** Task description **
Nothing in the records should be altered; retype them all exactly.
*** Opening Records provided ***
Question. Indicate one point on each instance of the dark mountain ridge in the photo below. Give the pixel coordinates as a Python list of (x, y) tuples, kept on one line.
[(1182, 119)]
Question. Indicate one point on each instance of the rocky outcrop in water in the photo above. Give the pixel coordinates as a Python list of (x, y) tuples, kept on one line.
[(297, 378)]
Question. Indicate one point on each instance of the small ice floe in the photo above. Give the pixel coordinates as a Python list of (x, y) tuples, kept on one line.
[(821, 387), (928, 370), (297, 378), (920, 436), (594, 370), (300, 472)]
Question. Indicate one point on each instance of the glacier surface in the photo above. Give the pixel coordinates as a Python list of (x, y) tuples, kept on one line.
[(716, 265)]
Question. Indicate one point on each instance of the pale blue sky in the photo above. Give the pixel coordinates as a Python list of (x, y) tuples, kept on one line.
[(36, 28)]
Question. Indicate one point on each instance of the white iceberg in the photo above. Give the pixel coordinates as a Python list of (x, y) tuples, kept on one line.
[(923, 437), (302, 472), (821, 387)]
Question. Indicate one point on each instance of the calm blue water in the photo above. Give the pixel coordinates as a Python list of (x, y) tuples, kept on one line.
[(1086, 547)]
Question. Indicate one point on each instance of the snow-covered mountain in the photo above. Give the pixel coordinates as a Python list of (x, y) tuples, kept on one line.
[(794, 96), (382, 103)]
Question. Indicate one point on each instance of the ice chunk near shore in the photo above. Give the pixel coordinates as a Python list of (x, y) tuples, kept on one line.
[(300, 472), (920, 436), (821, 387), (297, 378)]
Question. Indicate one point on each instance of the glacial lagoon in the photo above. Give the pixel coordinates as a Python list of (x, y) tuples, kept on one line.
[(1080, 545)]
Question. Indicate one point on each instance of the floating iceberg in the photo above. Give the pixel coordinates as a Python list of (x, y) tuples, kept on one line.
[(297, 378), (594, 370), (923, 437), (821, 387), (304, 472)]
*** Closing Records provided ***
** Task result **
Question. Indicate one point on each instance of the dark mountain ridge in the photo below. Give the pixel coordinates as a Python list of (x, y) tuples, kept on one line.
[(1182, 119)]
Question. Indicate one point on each instance of the rocky outcrop in water in the photo above. Give the pixel coordinates as a Python list of (x, y) tuples, kept on one line.
[(297, 378)]
Question. Indicate one point on each instance of the small ice floe in the photo above. Give the pixel coordinates as a Python list of (x, y) tuples, kept on one line.
[(821, 387), (928, 370), (297, 378), (920, 436), (594, 370), (300, 472)]
Question. Indicate one point on each instance of the glacier surface in the photo above. Give the pixel coordinates as a Python list of (x, y) tuples, kept on one line.
[(716, 265)]
Question. Indicate one point on each instance of the pale blue sky in the photo above. Give the pixel coordinates as a Python list of (x, y) tuples, kept on one line.
[(36, 28)]
Question. Indicate one point on each instance of the white iceberg in the photo above. Give the pixel coordinates as a Python list of (x, y) tuples, kept on one line.
[(923, 437), (302, 472), (821, 387)]
Question. Indicate one point on each instance of the calm blue water in the photo above. Give the pixel coordinates as a Python list of (x, y) tuples, kept on one line.
[(1086, 547)]
Question. Indicate one point on each instance of the snow-covered mountain in the photo above. Give the pixel coordinates as a Python list of (x, y) tuples, kept on one line.
[(794, 96), (382, 103)]
Question. Indicate one point on each instance of the ice chunk near shore in the photo above. Give the pixel coordinates as a Python list of (x, y) tuples, kept on one line.
[(300, 472), (920, 436), (821, 387), (297, 378)]
Question. Indicate one point on each instance of the glacial lagoon in the photo above. Give the pixel coordinates as a Python list of (x, y) tuples, kept on one line.
[(1080, 545)]
Question. Indicate one point on each instance of the floating iceberg in the photo above. Give the pixel coordinates as a Python list of (x, y) tuples, kept on one line.
[(297, 378), (594, 370), (923, 437), (821, 387), (304, 472)]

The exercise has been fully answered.